» **Supplied records**
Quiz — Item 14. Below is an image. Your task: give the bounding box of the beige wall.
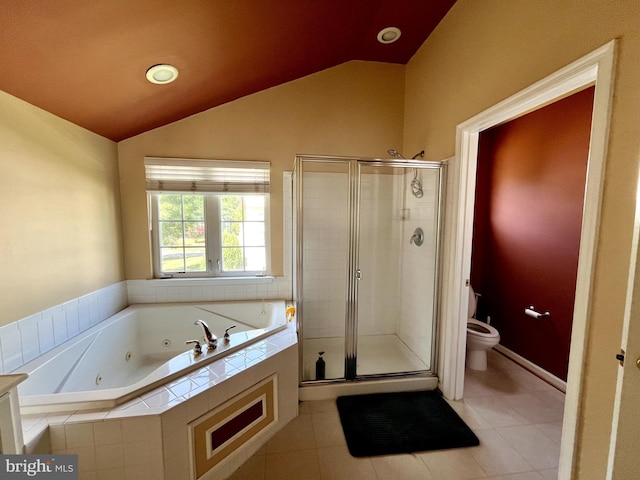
[4,3,636,472]
[0,91,123,326]
[118,60,405,279]
[403,1,640,478]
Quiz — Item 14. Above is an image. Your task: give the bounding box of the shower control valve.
[410,227,424,246]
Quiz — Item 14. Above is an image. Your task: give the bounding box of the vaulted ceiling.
[0,0,456,141]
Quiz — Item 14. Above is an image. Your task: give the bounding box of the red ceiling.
[0,0,456,141]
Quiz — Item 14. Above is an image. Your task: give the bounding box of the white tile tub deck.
[20,322,299,480]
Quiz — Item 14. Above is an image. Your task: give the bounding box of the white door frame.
[438,40,616,479]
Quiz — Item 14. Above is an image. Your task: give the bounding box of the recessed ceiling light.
[377,27,401,44]
[146,64,179,84]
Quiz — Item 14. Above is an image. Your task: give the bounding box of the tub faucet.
[185,340,203,356]
[194,320,217,350]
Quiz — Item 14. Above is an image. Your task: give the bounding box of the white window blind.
[144,157,270,193]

» **Exercise description**
In full and without any pictures, print the listing above exactly.

» **Result of this exercise**
Quiz — Item 14. Below is an image. Your task: give the bounding box of the beige wall.
[4,3,636,472]
[0,91,123,326]
[118,60,405,279]
[403,1,640,478]
Quiz — Item 14. Above is an image. Your task: give the bounding box of the shower control valve.
[410,227,424,246]
Quiz — Item 14. Above is an image. Your task: give the bounding box of the vaulted ceiling.
[0,0,456,141]
Quiz — Item 14. Above is an image. Your task: give the bounding box of the red ceiling.
[0,0,456,141]
Quiz — Item 14. Above is an image. Your task: give the bounding box of the white tile tub deck.
[20,322,299,480]
Quiz — Item 14. Above is an image. Your task: give the bounding box of the white door frame.
[438,40,616,479]
Quiz — Item 14. Above is an image. Your task: give the bounding box of the recessed ceiling light.
[377,27,401,44]
[146,64,179,84]
Quiz — Item 14. Above is an image. Your task: give the bounding box of the tub faucet.
[185,340,203,356]
[194,320,217,350]
Quiz — Item 14. Above is an image. Your task: give the bounding box of the white window blind.
[144,157,270,193]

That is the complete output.